**Try it**
Restate all of the entries exactly, dropping any pictures they hold.

========================================================================

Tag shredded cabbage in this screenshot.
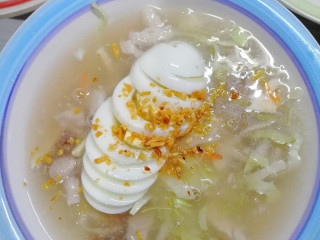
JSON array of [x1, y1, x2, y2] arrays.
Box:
[[198, 207, 208, 231], [254, 112, 276, 121], [173, 197, 192, 208], [251, 128, 295, 144], [181, 157, 216, 192], [162, 157, 216, 201], [141, 207, 180, 217], [91, 2, 107, 30], [253, 180, 280, 203], [71, 138, 86, 157], [96, 47, 116, 71], [241, 120, 275, 135], [230, 27, 250, 49], [162, 177, 196, 200], [244, 155, 268, 174], [213, 65, 229, 82], [155, 223, 170, 240], [64, 176, 80, 205], [247, 93, 279, 113], [287, 135, 302, 170], [222, 191, 246, 214], [130, 194, 151, 215], [244, 160, 286, 202]]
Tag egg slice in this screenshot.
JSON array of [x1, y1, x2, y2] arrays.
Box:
[[139, 41, 206, 93], [81, 171, 147, 205], [130, 61, 200, 110], [85, 134, 164, 181], [83, 188, 134, 214], [112, 77, 190, 137], [83, 153, 158, 194], [90, 98, 165, 165]]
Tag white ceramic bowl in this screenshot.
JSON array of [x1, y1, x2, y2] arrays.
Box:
[[0, 0, 319, 239]]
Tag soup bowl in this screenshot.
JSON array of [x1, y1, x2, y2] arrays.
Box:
[[0, 0, 319, 239]]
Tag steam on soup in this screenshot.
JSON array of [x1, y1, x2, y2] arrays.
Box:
[[27, 4, 311, 240]]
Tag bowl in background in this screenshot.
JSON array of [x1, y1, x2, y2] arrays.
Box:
[[277, 0, 320, 24], [0, 0, 47, 18]]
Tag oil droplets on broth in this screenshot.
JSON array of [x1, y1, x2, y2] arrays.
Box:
[[26, 4, 310, 240]]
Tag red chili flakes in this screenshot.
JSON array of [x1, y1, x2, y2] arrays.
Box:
[[63, 136, 75, 146], [231, 90, 240, 100], [144, 166, 151, 171], [153, 147, 162, 158], [196, 146, 203, 153]]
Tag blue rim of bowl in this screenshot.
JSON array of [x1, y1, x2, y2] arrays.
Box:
[[0, 0, 319, 239]]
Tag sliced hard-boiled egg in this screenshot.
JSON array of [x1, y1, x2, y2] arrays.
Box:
[[83, 153, 159, 193], [81, 171, 146, 210], [82, 41, 206, 214], [90, 98, 165, 165], [112, 77, 190, 137], [83, 188, 134, 214], [81, 170, 147, 205], [139, 41, 205, 93], [130, 61, 200, 109], [85, 134, 164, 181]]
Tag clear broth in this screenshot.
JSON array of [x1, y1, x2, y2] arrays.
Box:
[[25, 6, 317, 240]]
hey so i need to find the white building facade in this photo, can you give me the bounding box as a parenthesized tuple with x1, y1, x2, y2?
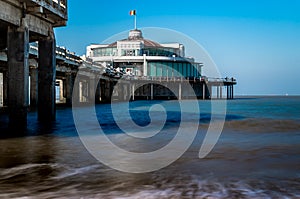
(86, 29, 203, 78)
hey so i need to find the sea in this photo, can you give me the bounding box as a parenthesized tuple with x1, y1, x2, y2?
(0, 96, 299, 199)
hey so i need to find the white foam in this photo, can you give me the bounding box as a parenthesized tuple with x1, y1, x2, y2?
(0, 163, 59, 179)
(51, 164, 100, 179)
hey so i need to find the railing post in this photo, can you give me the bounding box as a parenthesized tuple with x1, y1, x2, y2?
(58, 0, 61, 9)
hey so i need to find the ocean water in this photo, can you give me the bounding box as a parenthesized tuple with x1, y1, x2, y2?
(0, 96, 299, 198)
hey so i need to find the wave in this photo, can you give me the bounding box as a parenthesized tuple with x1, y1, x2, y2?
(0, 163, 60, 180)
(2, 176, 297, 199)
(0, 163, 300, 198)
(51, 164, 100, 179)
(0, 163, 101, 180)
(222, 118, 300, 133)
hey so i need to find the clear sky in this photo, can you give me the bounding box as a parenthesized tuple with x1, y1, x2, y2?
(55, 0, 300, 95)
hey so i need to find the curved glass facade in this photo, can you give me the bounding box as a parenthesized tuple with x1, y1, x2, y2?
(143, 48, 179, 57)
(147, 62, 201, 78)
(93, 48, 117, 57)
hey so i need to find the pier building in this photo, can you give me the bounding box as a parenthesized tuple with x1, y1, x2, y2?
(86, 29, 203, 78)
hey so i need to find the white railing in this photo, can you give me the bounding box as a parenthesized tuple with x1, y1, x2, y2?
(29, 43, 81, 65)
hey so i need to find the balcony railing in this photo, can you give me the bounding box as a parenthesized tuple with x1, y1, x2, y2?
(29, 0, 68, 22)
(29, 43, 81, 65)
(50, 0, 67, 12)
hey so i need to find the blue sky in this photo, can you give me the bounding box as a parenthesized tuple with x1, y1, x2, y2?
(55, 0, 300, 95)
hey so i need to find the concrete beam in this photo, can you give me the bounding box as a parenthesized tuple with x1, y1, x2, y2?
(0, 0, 60, 36)
(26, 14, 52, 36)
(0, 0, 22, 26)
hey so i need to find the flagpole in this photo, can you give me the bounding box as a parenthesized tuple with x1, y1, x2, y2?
(130, 10, 137, 29)
(134, 14, 137, 30)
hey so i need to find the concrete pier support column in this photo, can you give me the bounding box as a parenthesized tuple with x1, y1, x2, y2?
(178, 83, 182, 100)
(99, 79, 106, 102)
(220, 86, 223, 99)
(80, 80, 88, 102)
(227, 85, 231, 99)
(30, 67, 38, 108)
(2, 70, 8, 106)
(38, 31, 56, 121)
(132, 83, 135, 101)
(65, 73, 74, 106)
(150, 83, 154, 100)
(95, 78, 101, 104)
(202, 83, 206, 100)
(123, 84, 128, 101)
(226, 85, 229, 99)
(101, 80, 112, 103)
(0, 73, 3, 106)
(7, 24, 29, 129)
(208, 85, 212, 99)
(88, 77, 96, 103)
(59, 80, 64, 103)
(117, 83, 124, 101)
(72, 76, 80, 105)
(110, 81, 115, 102)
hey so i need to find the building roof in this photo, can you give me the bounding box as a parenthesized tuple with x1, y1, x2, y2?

========================================================================

**Result of this task**
Tag shredded cabbage in this screenshot.
JSON array of [x1, y1, x2, y2] arrays.
Box:
[[198, 207, 208, 231], [254, 112, 276, 121], [173, 197, 192, 208], [251, 128, 295, 144], [181, 157, 216, 192], [162, 157, 216, 201], [141, 207, 180, 217], [91, 2, 107, 30], [253, 180, 280, 203], [71, 138, 86, 157], [96, 47, 116, 71], [241, 120, 275, 135], [230, 27, 250, 49], [162, 177, 196, 200], [244, 155, 268, 174], [213, 65, 229, 82], [155, 223, 170, 240], [64, 176, 80, 205], [247, 93, 279, 113], [287, 135, 302, 170], [222, 191, 246, 214], [130, 194, 151, 215], [244, 160, 286, 202]]
Tag egg slice in this screenshot.
JSON array of [x1, y1, x2, y2] arrays.
Box:
[[139, 41, 206, 93], [81, 171, 147, 205], [130, 61, 200, 110], [85, 134, 164, 181], [83, 188, 134, 214], [112, 77, 190, 137], [83, 153, 158, 194], [90, 98, 165, 165]]
Tag white ceramic bowl in this screenshot.
JSON array of [x1, y1, x2, y2] arrays.
Box:
[[0, 0, 319, 239]]
Tag soup bowl in this screenshot.
JSON array of [x1, y1, x2, y2] arrays.
Box:
[[0, 0, 319, 239]]
Tag steam on soup in this screenshot.
JSON array of [x1, y1, x2, y2] arrays.
Box:
[[27, 4, 311, 240]]
Tag bowl in background in this screenshot.
JSON array of [x1, y1, x2, y2] arrays.
Box:
[[277, 0, 320, 24], [0, 0, 47, 18]]
Tag oil droplets on broth in this screenshot.
JSON array of [x1, y1, x2, y2] arrays.
Box:
[[26, 4, 310, 240]]
Tag red chili flakes in this screenshot.
JSON array of [x1, y1, x2, y2] arrays.
Box:
[[63, 136, 75, 146], [231, 90, 240, 100], [144, 166, 151, 171], [153, 147, 162, 158], [196, 146, 203, 153]]
Tag blue rim of bowl in this screenshot.
JSON array of [x1, y1, x2, y2] arrays.
Box:
[[0, 0, 319, 239]]
Tag sliced hard-boiled egg in this screenshot.
JSON array of [x1, y1, x2, y2] arrays.
Box:
[[83, 153, 159, 193], [81, 171, 146, 210], [82, 41, 206, 214], [90, 98, 165, 165], [112, 77, 190, 137], [83, 188, 134, 214], [81, 170, 147, 205], [139, 41, 205, 93], [130, 61, 200, 109], [85, 134, 164, 181]]
Tag clear broth in this screenshot.
JSON array of [x1, y1, x2, y2] arrays.
Box:
[[25, 6, 317, 240]]
hey so i need to find the white building facade in this photo, can you give me the bounding box as a parenthesized tuple with x1, y1, x2, y2?
(86, 29, 203, 78)
hey so i need to find the sea in this photo, can you give me the bounding box as a parenthesized tuple with x1, y1, x2, y2?
(0, 96, 299, 199)
hey so i need to find the white foam in this photo, can you give me the bounding box as a parenthesized tuple with x1, y1, x2, y2?
(0, 163, 59, 179)
(51, 164, 100, 179)
hey so i need to find the railing post in this photo, can you give me the bounding box as a parenthesized tuple with x1, y1, x2, y2?
(58, 0, 61, 9)
hey so i need to find the ocean water in this photo, can you give me the bounding box as a parenthesized tuple with x1, y1, x2, y2?
(0, 96, 299, 198)
hey so i need to find the wave in this photo, can you give me the bounding box as a parenthesized tuple with x1, y1, x2, y2?
(0, 163, 60, 180)
(2, 176, 297, 199)
(0, 163, 300, 198)
(51, 164, 100, 179)
(0, 163, 101, 180)
(222, 118, 300, 133)
hey so i need to find the clear sky in this photo, can you give me the bounding box as a parenthesized tuple with x1, y1, x2, y2?
(55, 0, 300, 95)
hey so i need to find the curved glass facade in this photo, can you give me the bounding box as a parenthesized tuple with x1, y1, x2, y2?
(143, 48, 179, 57)
(147, 62, 201, 78)
(93, 48, 117, 57)
hey so i need to find the pier building in this photo, can you give me the bounding box as a parenthesized tuple with x1, y1, x2, y2?
(86, 29, 203, 78)
hey so i need to find the white railing in this photo, can you give me the bounding box as a parenthesized tuple with x1, y1, x2, y2?
(29, 43, 81, 65)
hey so i need to find the balcony railing in this photo, can you give me the bounding box as a parenthesized tuple with x1, y1, x2, y2?
(29, 0, 68, 22)
(29, 43, 81, 65)
(50, 0, 67, 12)
hey so i need to find the blue sky in this photo, can you give me the bounding box as a parenthesized tuple with x1, y1, x2, y2?
(55, 0, 300, 95)
hey so i need to find the concrete beam in this photo, can you give me the bounding box as a parenthesized tuple with x1, y1, x2, y2?
(0, 0, 60, 36)
(26, 14, 52, 36)
(0, 0, 22, 26)
hey so i need to find the flagpole in this photo, can you give me the bounding box as a parenthesized tuple with x1, y1, x2, y2?
(130, 10, 137, 29)
(134, 14, 137, 30)
hey so i need to find the concrete pier support column in this photo, can you give me the bounding box as a parenthesized tuple with x1, y1, x2, y2?
(178, 83, 182, 100)
(99, 79, 106, 102)
(220, 86, 223, 99)
(80, 80, 88, 102)
(227, 85, 231, 99)
(30, 67, 38, 108)
(2, 70, 8, 106)
(38, 31, 56, 121)
(132, 83, 135, 101)
(65, 73, 74, 106)
(150, 83, 154, 100)
(95, 78, 101, 104)
(202, 83, 206, 100)
(123, 84, 128, 101)
(226, 85, 229, 99)
(101, 80, 112, 103)
(0, 73, 3, 106)
(7, 24, 29, 129)
(208, 85, 212, 99)
(88, 77, 96, 103)
(59, 80, 64, 103)
(117, 83, 124, 101)
(72, 76, 80, 105)
(110, 81, 115, 102)
hey so i need to find the building roof in this photo, can you give me the bounding box as a parenthesized tuple with x1, y1, x2, y2?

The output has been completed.